§ TASK REQUIREMENTS: Rewrite the entries from the start through the line containing "x=203 y=110", inclusive, requests included. Multiply every coordinate in the answers by 1.7 and round to whole numbers, with halves rounding up. Leave all numbers in the requests and their format samples as they are.
● ● ● ●
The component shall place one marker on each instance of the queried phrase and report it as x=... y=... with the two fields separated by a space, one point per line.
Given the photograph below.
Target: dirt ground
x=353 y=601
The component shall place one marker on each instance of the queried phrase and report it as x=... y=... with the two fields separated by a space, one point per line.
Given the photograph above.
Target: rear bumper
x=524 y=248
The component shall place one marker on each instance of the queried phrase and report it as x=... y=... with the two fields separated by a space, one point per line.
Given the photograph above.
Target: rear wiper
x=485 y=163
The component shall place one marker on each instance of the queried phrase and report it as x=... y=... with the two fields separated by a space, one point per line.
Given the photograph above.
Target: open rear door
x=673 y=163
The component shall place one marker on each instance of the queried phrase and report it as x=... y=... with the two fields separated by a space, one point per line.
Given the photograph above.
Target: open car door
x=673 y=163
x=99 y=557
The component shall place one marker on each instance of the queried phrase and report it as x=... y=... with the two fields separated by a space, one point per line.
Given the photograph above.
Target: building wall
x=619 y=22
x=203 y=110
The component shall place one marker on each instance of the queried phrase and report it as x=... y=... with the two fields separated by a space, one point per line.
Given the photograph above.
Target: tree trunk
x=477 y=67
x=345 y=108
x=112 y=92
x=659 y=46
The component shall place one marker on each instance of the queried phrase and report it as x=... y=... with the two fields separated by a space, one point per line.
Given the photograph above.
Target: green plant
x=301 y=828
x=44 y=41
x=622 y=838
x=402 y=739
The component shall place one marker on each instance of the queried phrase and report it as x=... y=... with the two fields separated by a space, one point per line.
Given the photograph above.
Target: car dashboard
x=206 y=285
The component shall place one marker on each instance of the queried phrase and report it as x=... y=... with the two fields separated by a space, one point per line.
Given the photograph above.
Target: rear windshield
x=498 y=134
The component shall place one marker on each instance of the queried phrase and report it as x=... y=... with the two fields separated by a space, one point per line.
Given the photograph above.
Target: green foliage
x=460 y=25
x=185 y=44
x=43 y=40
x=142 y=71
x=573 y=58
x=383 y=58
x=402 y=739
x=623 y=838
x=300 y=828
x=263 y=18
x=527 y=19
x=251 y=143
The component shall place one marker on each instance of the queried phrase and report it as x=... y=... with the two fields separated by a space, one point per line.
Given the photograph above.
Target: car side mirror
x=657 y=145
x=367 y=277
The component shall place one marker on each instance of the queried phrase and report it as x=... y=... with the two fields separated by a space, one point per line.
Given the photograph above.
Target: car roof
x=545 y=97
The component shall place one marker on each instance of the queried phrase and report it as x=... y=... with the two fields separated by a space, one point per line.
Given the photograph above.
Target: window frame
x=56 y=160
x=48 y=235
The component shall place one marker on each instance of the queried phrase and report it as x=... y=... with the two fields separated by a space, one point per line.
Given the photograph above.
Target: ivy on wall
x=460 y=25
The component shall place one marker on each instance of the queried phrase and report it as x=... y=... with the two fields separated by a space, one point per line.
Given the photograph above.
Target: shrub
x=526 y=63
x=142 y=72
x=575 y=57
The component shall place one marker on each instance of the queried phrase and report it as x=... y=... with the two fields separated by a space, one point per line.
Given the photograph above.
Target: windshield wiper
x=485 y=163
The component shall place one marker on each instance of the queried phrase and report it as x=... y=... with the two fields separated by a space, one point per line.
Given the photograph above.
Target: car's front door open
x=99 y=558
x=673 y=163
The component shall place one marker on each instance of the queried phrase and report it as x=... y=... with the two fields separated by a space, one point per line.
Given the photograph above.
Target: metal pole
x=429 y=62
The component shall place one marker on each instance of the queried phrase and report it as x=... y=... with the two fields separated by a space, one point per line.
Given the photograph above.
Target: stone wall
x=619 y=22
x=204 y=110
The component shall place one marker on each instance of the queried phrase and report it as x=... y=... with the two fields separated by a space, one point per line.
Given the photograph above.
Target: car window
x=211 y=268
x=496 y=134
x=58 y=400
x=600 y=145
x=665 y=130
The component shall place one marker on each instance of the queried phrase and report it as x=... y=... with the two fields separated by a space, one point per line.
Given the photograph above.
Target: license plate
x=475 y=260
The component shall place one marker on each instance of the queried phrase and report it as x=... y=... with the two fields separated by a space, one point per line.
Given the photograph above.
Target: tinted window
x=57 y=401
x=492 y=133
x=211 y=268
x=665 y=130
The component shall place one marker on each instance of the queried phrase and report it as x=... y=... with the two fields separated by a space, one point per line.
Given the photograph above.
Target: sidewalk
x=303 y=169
● ● ● ●
§ REPLY:
The component shall place one marker on each instance of the queried phrase and report it as x=... y=... with the two fields separated by a space, one point per line.
Given the photograph below.
Target: dirt ground
x=600 y=1022
The component shall place one marker on each instance of the queried phrase and report it as x=... y=... with the two fields separated by a space, one point per line.
Given the photograph above.
Target: rear bumper
x=891 y=422
The component shall place one marker on each instance of the queried phrase and report it as x=... y=... with the two fields separated by a space, one point per line.
Given the photograph above.
Target: rear wiper
x=825 y=277
The component shall place one marker on each instance of the queried phrase and report it as x=... y=... with the two fields separated by a space, one point per line.
Given the photograph above.
Target: open rear door
x=1144 y=277
The component shall place one marker on each instance of the queried phrase and report it as x=... y=... with the two fields separated by a space, one point per line.
Given the photograph above.
Target: open car door
x=1144 y=277
x=168 y=947
The component shall place one marker on each instance of the queried phrase and report it as x=... y=... with the two fields separated by a space, one point per line.
Given the photograph above.
Target: building wall
x=1052 y=37
x=345 y=187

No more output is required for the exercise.